#### [Exercise description]
Every line in the records below between the one holding "Target: backpack shoulder strap" and the one holding "x=244, y=126", inclusive, is to be set down exactly; all other lines are to be left out.

#### [Records provided]
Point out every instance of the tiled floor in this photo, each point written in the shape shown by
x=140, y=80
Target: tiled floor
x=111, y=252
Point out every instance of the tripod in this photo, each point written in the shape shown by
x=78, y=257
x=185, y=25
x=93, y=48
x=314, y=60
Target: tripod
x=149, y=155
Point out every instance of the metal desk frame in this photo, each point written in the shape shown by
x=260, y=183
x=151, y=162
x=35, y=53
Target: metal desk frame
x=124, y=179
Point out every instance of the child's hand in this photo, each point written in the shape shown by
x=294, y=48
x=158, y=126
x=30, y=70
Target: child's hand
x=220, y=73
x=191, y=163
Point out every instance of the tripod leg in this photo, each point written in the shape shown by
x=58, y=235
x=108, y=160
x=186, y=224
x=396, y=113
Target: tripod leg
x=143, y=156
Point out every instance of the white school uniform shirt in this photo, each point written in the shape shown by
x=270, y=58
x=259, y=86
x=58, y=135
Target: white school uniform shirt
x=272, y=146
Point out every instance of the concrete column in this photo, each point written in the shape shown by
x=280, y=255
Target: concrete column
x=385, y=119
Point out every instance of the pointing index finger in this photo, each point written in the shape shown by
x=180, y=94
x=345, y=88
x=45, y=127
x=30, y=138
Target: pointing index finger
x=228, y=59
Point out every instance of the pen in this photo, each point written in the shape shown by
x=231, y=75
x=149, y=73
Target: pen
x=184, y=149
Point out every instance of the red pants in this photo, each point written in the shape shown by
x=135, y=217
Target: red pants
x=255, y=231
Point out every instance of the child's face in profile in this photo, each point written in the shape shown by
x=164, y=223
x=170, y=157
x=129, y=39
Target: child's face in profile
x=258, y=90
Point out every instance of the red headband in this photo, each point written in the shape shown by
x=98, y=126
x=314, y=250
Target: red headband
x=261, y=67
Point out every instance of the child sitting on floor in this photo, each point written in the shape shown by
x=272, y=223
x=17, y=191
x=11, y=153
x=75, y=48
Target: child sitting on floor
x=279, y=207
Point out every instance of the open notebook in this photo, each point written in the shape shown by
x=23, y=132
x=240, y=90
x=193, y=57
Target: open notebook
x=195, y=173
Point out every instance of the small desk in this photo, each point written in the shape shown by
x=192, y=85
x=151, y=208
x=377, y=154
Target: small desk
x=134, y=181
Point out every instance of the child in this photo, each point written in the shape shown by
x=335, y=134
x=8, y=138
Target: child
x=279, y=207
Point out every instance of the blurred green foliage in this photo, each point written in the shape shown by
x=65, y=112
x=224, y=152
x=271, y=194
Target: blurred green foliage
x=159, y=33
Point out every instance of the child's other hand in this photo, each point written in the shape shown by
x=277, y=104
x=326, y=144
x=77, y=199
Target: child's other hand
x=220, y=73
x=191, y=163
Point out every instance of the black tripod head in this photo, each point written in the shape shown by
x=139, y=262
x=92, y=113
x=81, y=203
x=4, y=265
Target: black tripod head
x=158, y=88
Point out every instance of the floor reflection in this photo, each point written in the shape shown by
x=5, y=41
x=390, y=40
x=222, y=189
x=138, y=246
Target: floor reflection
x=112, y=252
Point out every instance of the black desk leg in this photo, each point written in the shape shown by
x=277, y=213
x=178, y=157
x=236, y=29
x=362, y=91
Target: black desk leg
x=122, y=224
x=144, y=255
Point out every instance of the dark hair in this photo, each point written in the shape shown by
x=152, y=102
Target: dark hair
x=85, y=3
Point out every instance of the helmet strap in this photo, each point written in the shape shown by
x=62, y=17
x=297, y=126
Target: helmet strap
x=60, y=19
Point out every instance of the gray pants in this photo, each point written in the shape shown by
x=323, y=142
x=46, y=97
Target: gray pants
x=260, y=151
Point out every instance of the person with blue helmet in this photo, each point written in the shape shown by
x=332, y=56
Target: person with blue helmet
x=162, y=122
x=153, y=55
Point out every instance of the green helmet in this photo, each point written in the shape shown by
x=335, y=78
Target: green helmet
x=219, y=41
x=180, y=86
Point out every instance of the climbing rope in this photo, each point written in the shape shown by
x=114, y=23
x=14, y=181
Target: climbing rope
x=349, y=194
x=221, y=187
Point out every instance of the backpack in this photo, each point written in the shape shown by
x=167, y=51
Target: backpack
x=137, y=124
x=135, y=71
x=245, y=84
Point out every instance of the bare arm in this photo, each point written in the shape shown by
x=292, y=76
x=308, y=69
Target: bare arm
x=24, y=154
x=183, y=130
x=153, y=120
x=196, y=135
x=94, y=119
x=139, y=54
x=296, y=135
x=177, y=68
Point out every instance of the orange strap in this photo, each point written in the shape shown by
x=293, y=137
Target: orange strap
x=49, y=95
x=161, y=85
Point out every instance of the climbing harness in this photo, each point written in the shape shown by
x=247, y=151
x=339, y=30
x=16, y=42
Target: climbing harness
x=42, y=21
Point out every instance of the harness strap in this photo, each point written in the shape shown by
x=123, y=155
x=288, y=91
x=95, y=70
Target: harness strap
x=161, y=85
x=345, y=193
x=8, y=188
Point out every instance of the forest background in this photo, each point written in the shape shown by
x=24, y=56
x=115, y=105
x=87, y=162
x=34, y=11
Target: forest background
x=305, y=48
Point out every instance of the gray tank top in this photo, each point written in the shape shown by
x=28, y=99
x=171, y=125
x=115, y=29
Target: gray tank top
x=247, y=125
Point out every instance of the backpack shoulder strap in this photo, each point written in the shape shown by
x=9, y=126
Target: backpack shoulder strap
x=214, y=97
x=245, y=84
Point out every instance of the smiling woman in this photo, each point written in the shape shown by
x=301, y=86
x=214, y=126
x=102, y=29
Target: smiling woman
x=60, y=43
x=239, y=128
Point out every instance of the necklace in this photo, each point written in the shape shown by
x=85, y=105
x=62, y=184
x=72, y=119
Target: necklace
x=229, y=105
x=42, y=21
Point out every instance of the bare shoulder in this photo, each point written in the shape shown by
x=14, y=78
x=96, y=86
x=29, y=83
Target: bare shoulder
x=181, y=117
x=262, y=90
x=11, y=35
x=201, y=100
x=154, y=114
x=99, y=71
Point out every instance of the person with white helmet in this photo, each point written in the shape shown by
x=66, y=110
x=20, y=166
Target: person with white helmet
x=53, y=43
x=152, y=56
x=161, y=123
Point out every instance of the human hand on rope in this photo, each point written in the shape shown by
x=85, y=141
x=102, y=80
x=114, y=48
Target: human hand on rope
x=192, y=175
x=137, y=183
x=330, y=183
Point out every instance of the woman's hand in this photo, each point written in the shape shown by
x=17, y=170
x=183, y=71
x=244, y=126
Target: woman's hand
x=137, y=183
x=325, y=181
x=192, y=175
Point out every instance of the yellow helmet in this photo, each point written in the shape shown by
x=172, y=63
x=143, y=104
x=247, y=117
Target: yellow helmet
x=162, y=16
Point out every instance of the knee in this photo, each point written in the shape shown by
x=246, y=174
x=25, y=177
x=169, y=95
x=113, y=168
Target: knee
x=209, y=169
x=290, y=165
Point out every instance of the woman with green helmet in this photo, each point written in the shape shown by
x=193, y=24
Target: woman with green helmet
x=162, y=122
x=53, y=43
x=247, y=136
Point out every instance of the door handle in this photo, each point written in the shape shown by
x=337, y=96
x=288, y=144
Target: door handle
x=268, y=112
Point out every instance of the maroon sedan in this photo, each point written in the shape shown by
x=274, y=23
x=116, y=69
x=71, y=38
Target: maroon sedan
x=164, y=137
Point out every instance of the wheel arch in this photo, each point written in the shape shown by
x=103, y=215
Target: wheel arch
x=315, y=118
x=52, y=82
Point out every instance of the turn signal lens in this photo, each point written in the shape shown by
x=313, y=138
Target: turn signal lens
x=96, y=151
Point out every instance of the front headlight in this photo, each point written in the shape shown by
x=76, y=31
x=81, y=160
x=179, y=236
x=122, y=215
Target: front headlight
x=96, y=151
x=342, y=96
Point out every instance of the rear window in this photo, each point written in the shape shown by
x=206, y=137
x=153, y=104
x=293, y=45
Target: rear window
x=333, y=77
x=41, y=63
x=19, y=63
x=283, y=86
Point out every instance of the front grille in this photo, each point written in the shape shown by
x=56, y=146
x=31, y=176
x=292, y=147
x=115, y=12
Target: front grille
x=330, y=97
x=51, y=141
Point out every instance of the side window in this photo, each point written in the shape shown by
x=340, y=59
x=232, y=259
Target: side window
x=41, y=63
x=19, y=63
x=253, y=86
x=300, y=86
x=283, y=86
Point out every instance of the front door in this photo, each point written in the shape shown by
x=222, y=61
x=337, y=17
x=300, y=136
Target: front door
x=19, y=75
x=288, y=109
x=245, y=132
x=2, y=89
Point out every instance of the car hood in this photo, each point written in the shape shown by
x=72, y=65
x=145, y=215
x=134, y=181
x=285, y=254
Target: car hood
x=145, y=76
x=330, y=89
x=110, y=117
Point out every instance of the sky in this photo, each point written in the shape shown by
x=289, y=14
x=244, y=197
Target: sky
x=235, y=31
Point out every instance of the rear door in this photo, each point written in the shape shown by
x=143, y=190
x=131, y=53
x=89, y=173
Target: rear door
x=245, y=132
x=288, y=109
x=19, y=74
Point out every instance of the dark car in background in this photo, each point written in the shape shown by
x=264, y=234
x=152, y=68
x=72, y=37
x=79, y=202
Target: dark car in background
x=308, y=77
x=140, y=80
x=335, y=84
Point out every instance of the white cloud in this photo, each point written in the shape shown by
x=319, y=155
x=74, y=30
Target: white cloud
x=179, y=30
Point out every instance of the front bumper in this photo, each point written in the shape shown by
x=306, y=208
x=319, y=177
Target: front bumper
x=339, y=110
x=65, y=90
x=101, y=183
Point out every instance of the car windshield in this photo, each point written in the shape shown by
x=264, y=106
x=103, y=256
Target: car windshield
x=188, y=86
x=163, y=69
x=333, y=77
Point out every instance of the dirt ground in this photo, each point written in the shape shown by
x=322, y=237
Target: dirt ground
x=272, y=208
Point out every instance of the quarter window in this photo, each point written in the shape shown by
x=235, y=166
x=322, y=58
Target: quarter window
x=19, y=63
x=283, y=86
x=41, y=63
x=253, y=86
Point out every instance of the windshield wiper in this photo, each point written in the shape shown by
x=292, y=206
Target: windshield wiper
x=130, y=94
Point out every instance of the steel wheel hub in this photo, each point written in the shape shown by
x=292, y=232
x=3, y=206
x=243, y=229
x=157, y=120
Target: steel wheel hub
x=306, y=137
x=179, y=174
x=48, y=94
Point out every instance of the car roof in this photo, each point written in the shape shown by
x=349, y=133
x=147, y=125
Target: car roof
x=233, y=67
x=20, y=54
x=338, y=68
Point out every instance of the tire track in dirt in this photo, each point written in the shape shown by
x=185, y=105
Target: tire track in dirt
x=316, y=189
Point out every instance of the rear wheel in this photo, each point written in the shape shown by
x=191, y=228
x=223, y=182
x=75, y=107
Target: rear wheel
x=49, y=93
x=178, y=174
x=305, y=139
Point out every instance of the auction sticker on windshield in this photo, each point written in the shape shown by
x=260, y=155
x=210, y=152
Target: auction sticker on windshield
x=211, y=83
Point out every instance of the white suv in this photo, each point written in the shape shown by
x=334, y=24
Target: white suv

#### [Output]
Target: backpack shoulder strap
x=214, y=97
x=245, y=84
Point out every instance of the smiling woman in this photo, each point written in the shape shown by
x=301, y=86
x=214, y=126
x=102, y=29
Target: smiling woman
x=60, y=43
x=239, y=128
Point out every instance of the necklace in this photo, each point written in the shape shown by
x=85, y=105
x=62, y=184
x=72, y=119
Target: necklace
x=229, y=105
x=42, y=21
Point out every instance of the bare shoulder in this photo, each point written in the shape shown by
x=14, y=78
x=96, y=86
x=29, y=83
Target: bare shoulder
x=181, y=117
x=262, y=90
x=11, y=35
x=201, y=100
x=154, y=114
x=99, y=71
Point out every instance of the person with white helmet in this photo, each point written in the shape shown by
x=66, y=110
x=20, y=166
Target: person with white helmet
x=53, y=43
x=152, y=56
x=161, y=123
Point out every instance of the human hand on rope in this photo, each point written in the shape shown by
x=85, y=141
x=102, y=80
x=114, y=48
Target: human hand on rope
x=192, y=175
x=137, y=183
x=330, y=183
Point out every instance of the woman's hand in this photo, each point written in the shape shown by
x=17, y=170
x=183, y=71
x=244, y=126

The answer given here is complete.